===== Record excerpts =====
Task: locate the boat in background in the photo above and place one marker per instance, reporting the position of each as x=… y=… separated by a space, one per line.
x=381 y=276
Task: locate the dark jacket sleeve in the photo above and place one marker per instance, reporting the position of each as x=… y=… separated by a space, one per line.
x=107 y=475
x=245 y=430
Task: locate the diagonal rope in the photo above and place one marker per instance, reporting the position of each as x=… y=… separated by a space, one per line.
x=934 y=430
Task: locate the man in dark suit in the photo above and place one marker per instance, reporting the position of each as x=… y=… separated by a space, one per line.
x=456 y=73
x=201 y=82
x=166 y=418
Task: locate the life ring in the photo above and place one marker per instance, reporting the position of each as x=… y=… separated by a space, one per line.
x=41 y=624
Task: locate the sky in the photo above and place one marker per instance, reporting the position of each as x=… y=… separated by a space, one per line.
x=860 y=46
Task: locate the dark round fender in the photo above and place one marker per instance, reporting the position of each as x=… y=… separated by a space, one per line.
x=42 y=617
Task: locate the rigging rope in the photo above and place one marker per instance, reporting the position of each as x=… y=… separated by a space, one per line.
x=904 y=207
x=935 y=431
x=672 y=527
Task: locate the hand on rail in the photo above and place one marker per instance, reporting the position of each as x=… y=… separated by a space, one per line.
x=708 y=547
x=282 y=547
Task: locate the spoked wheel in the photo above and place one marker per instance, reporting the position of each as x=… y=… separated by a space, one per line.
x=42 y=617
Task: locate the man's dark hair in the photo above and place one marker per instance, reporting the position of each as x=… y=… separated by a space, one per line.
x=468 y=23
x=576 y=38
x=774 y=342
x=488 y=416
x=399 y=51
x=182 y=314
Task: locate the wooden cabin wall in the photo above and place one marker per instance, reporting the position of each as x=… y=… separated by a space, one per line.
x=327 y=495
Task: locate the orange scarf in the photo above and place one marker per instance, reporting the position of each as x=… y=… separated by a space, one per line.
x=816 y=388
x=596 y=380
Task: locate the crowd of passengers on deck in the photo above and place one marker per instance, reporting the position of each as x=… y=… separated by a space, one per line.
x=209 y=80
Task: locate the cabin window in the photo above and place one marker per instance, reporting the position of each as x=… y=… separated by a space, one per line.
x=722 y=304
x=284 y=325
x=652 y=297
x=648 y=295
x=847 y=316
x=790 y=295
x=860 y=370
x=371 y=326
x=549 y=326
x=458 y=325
=====
Work to do →
Please change "separated by a space" to "separated by a comma" in every one of the items above, keeping the rest of each line unchanged.

Exercise output →
Task: locate the boat in background in the photo above and place one marker per instance, reporting the position of each as x=… y=… separated by a comma, one per line.
x=381 y=276
Task: locate the dark jacket sleeve in the photo above and place one marker per instance, reporting the position of each as x=… y=… separated by a comma, one per line.
x=107 y=475
x=245 y=430
Task: locate the diagonal rope in the photo above and place one marker per instance, reporting the position of each as x=… y=… separated by a comma, one per line.
x=934 y=430
Task: locate the man in dark suit in the photo above and place one marker per instance, reporting the position of each as x=… y=… separated by a comma, one per line.
x=456 y=73
x=201 y=82
x=166 y=418
Task: locate the life ring in the photo above and place one marker per instance, reporting the position of each as x=… y=… separated by a comma, one per line.
x=41 y=624
Task: locate the sky in the photo above and place one marker per instance, reporting the position of each as x=… y=… separated by a comma, one per line.
x=860 y=46
Task: locate the dark round fender in the photo above and place one marker per instance, reporting the position of each as x=… y=… separated by a comma, one per line.
x=42 y=617
Task: locate the rigging rope in the photo above and place one marker per instance, reporting the position of each as x=… y=… separated by a comma, one per line.
x=904 y=207
x=935 y=431
x=672 y=527
Task: locate the hand on rail in the photo above and place one marker per instance, reporting the position of each as x=… y=… separated by a comma, one per line.
x=708 y=547
x=282 y=547
Task: locate the spoked wheel in the photo above and place one marker per instance, reporting the position of each as x=… y=… separated by a comma, one per line.
x=42 y=617
Task: locate the man's dark hair in the photo above and place one marker per instance, reporting the position of each as x=… y=… separated by a comma, one per line.
x=468 y=23
x=576 y=38
x=774 y=342
x=488 y=416
x=399 y=51
x=182 y=314
Task: locate the wooden cabin wall in the photo above and place one marker per instance, reporting the position of each as x=… y=… separated by a comma, one per line.
x=327 y=495
Task: locate the orange scarf in the photo above and place one marker per instance, reporting the position of each as x=… y=… separated by a comma, one per line.
x=816 y=388
x=596 y=380
Task: locate the crowd of passengers on deck in the photo above and place one marker per instance, reporting the position of each as x=… y=… separated by a comma, one per line.
x=209 y=80
Task: locate the cabin window in the photo above and place one marker per instance, reporting the position of each as x=… y=… separated by a comma, one per line.
x=722 y=304
x=284 y=325
x=652 y=297
x=648 y=295
x=847 y=316
x=790 y=295
x=860 y=370
x=371 y=326
x=549 y=326
x=458 y=325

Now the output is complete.